◆ **Exercise directions**
Leaving the images aside, transcribe all the data below exactly.

◆ **Data in this exercise**
BEGIN
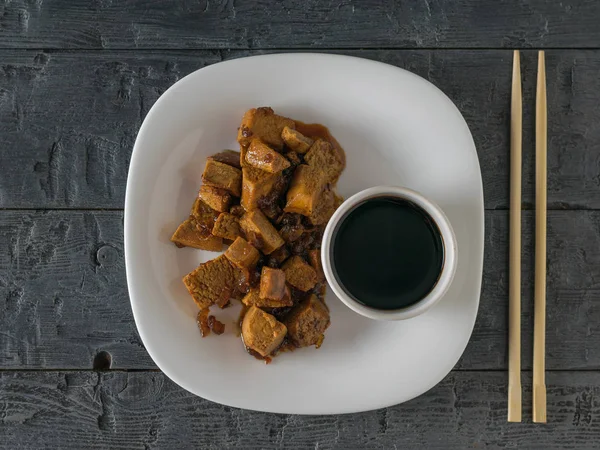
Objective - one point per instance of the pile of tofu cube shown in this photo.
(270, 203)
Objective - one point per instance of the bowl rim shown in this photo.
(448, 238)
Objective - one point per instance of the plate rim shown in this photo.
(134, 162)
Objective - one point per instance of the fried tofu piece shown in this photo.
(263, 157)
(324, 156)
(227, 226)
(307, 322)
(252, 298)
(204, 215)
(223, 176)
(295, 140)
(325, 207)
(212, 282)
(229, 157)
(260, 232)
(218, 199)
(299, 274)
(314, 259)
(191, 234)
(307, 185)
(277, 258)
(263, 123)
(242, 254)
(272, 284)
(195, 231)
(262, 332)
(257, 184)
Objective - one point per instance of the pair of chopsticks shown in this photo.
(514, 325)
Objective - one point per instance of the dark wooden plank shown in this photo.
(146, 410)
(68, 121)
(293, 24)
(63, 293)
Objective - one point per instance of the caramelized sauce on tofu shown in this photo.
(318, 131)
(269, 203)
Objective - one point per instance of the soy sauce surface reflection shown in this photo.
(388, 253)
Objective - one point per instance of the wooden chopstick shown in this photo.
(514, 296)
(539, 330)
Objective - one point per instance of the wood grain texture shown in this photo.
(205, 24)
(146, 411)
(68, 121)
(63, 292)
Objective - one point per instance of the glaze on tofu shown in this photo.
(261, 331)
(263, 123)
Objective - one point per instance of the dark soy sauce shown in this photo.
(387, 253)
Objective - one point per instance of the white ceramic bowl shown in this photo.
(448, 240)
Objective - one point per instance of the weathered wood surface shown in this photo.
(76, 410)
(68, 121)
(293, 24)
(63, 293)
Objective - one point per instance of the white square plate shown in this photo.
(396, 129)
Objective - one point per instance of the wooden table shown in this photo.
(77, 78)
END
◆ **Reply to the task**
Objective - one point per instance of the pile of tofu cube shown in this photo.
(270, 203)
Objective - one point per instance of the bowl rim shown in this photo.
(448, 238)
Objective - one point per instance of the plate rim shown in this photo.
(134, 162)
Objective - one point per instance of the fried tofu piece shown in this photo.
(263, 157)
(324, 156)
(227, 226)
(307, 322)
(252, 298)
(204, 215)
(223, 176)
(295, 140)
(325, 207)
(212, 282)
(229, 157)
(260, 232)
(218, 199)
(299, 274)
(314, 259)
(191, 234)
(307, 185)
(277, 258)
(263, 123)
(242, 254)
(272, 284)
(195, 231)
(262, 332)
(257, 184)
Objective - one point per instance of the pair of chopsticks shown in this photo.
(514, 325)
Objective - one point per instance of the dark wooden plank shown in this photo.
(146, 410)
(68, 121)
(293, 24)
(63, 293)
Objective - one point per instance of the caramelized sauce on tofu shown in this photo.
(318, 131)
(269, 203)
Objective - one point per instance of the soy sauce surface reflection shown in this photo.
(388, 253)
Objective - one point per instance of the wooden chopstick shown in this photo.
(514, 296)
(539, 330)
Objective - one point per instance of the wood grain texture shown in this photo.
(205, 24)
(146, 411)
(68, 121)
(63, 292)
Objective - one point per instance of the glaze on tofu shown in this photo.
(261, 331)
(263, 123)
Objective - one point per instance of the dark soy sauce shown in this photo.
(387, 253)
Objective - one point per instance of the white ceramic bowl shown in this photo.
(448, 240)
Objective - one point per instance of the weathered wood surface shown in this photo.
(76, 410)
(68, 121)
(293, 24)
(63, 293)
Objective - one point per instance of the white square plate shown in this photo.
(396, 129)
Objective - one point per instance of the wooden table shown in this photo.
(77, 78)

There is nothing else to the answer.